>> BEGIN Excerpted passage
An employer is vicariously liable for tortious conduct of an employee that is within the scope of his employment. Id. at 473 n.4; see Carter v. Reynolds, 175 N.J. 402, 409, 410-12 (2003). Conduct of an employee is within the scope of employment when "it is of the kind that he is employed to perform; it occurs substantially within the authorized time and space limits; [and] it is actuated, at least in part, by a motivation to serve the master." Roth v. First Nat'l State Bank, 169 N.J.Super. 280, 285 (App. Div.), certif. denied, 81 N.J. 338 (1979). Conversely, conduct is not within the scope of employment "if it is different in kind from that authorized, far beyond the authorized time or space limits, or too little actuated by a purpose to serve the master." Id. at 286.

Here, Patel's massive fraudulent conduct was clearly outside the scope of his employment. Fidelity relies on Patel's statement that he was motivated to commit fraud in part because it would increase the amount of business done by Honeywell in the rebate program, but that statement is inherently unworthy of credence and insufficient to create a genuine issue of material fact as to the scope of his employment. See Brill v. Guardian Life Ins. Co. of Am., 142 N.J. 520, 540 (1995) (summary judgment is appropriate where "evidence `is so one-sided that one party must prevail as a matter of law'") (quoting Anderson v. Liberty Lobby, Inc., 477 U.S. 242, 252, 106 S.Ct. 2505, 2512, 91 L. Ed. 2d 202, 214 (1986)). Honeywell cannot be held vicariously liable for Patel's criminal conduct intended to reap millions of dollars in illegal proceeds for himself and his co-conspirators.

B.

We also reject Fidelity's breach of contract claims based on the previously-quoted Article 10 of the contract documents and on Article 19, which prohibited payment of gratuities to JCP&L employees.

Article 10 required that Honeywell designate for assignment to the JCP&L programs only employees who were "trained, experienced, qualified and trusted." There is no factual dispute that Patel met those qualifications in 1996 when Honeywell designated him to work on the programs. Fidelity argues that Article 10 set forth a continuing duty of Honeywell to provide only trusted employees, and Patel did not meet that requirement after 2001 when he began defrauding JCP&L. According to Fidelity, whether Honeywell knew or did not know that Patel was dishonest and committing fraud after 2001 is irrelevant to Fidelity's claim for breach of contract. The fact is that Patel could not be trusted and that constitutes a breach of Article 10 by Honeywell.
>> END Excerpted passage
>> BEGIN Supplied data
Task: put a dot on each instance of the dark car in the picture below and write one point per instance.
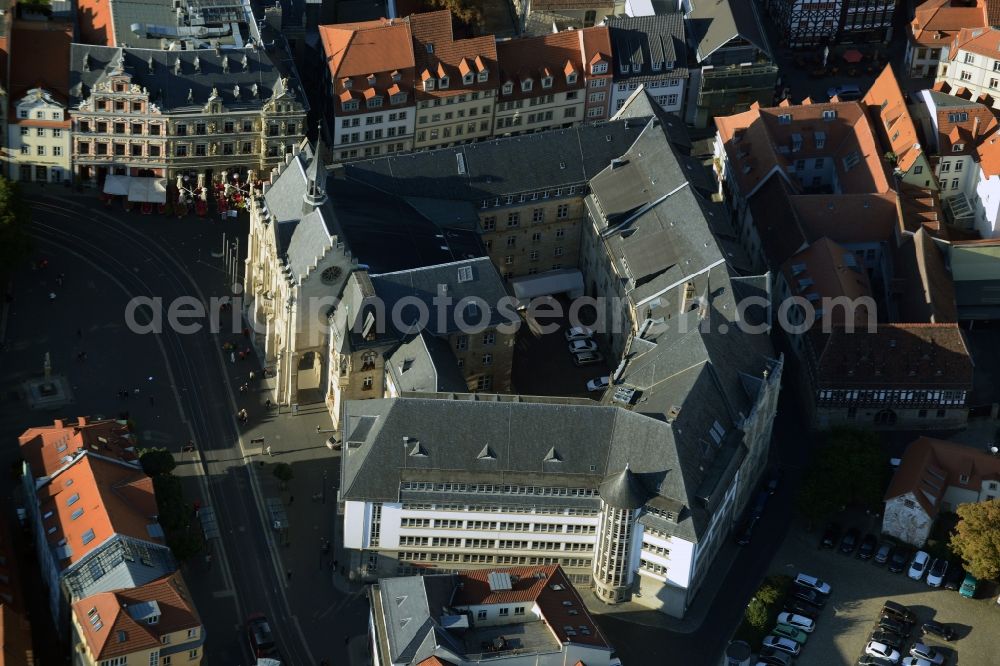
>> END Supplied data
What to do
- a) Update the excerpted opinion from the words "We also reject" through "to JCP&L employees.", replacing "gratuities" with "gifts".
- b) List every case cited by name in the excerpted opinion.

Solution set
- a)
We also reject Fidelity's breach of contract claims based on the previously-quoted Article 10 of the contract documents and on Article 19, which prohibited payment of gifts to JCP&L employees.

- b)
- Carter v. Reynolds
- Roth v. First Nat'l State Bank
- Brill v. Guardian Life Ins. Co. of Am.
- Anderson v. Liberty Lobby, Inc.